:: Your objective ::
Transcribe the entries that follow, word for word.

:: Stored data ::
+ + + + +

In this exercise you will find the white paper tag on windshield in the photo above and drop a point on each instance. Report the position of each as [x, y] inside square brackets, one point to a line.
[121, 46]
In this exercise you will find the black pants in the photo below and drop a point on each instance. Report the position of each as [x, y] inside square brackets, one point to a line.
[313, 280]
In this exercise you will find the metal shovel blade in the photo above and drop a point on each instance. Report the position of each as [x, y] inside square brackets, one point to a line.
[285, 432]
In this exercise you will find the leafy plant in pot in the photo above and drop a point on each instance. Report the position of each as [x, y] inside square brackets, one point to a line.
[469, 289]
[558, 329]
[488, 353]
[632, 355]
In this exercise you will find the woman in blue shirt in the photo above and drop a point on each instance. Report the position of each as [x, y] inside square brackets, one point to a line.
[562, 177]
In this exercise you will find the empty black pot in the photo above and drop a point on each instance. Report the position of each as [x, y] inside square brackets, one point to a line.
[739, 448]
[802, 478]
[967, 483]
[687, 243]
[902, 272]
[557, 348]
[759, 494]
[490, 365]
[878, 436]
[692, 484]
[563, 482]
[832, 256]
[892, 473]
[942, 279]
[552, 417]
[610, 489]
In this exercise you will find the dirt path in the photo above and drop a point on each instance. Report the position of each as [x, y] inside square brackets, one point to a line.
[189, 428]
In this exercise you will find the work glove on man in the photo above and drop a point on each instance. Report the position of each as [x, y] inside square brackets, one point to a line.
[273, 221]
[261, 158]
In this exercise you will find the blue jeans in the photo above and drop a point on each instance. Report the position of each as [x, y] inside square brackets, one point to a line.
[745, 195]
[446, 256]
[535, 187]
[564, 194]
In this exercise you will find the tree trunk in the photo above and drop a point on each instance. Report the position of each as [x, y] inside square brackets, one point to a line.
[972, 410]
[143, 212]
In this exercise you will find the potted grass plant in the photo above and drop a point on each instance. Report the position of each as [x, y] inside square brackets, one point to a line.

+ + + + +

:: Final result ::
In this exercise you will find the white paper tag on windshield in the photo above and drop a point on each instance. Report the position of each as [x, y] inside square brackets, one point to a line.
[121, 46]
In this exercise you will find the black pants in the photo below and drop a point on each instance. Report the position of each as [x, y] inside square brackets, one point to a line.
[313, 280]
In this exercise you will find the metal shovel blade in the photo above and drop a point on each instance. Report the position of each as [x, y] inside square brackets, one point to a line.
[285, 432]
In this exercise you will find the leafy plant in pot in the photo above and drop a point on each instance. Report the position of each as [x, y] inside square brackets, one point to a line.
[469, 289]
[558, 329]
[488, 353]
[632, 355]
In this exercise you will find the woman in blue shirt in the photo above and drop a point on each instance. Report the position of each as [x, y] inside square brackets, one point to a line.
[562, 177]
In this exercise you will find the empty black pot in the photo above and drop a point on each instance. Report the position of each as [x, y] inside square brackets, one point to a line.
[739, 448]
[802, 478]
[967, 483]
[687, 243]
[902, 272]
[557, 348]
[759, 494]
[490, 365]
[878, 436]
[692, 484]
[563, 482]
[832, 256]
[892, 473]
[942, 279]
[552, 417]
[610, 489]
In this exercise you will find the dirt path in the photo above and drop a point on each instance. Report the position of each as [x, y] inside square brackets, one point to a line.
[189, 428]
In this exercise you will find the work glove on man in the photo above and drop a point on each instance. Report the position of each as [x, y] inside square brackets, one point to a line.
[273, 221]
[261, 158]
In this exercise you will find the blue jeans in the photo above and drop a point on each instance. Report the position of each as [x, y] inside square brackets, one point to a line.
[745, 195]
[446, 256]
[535, 187]
[564, 194]
In this exercise you will find the tree trunk in the photo above and drop a point on each instance. Report the position of each as [x, y] inside square brackets, one point to a line.
[972, 410]
[143, 212]
In this exercise you will find the potted grass plant in the photo above and drop a point on each instance. Report the position of each as [x, y] inside square brackets, one point to a line.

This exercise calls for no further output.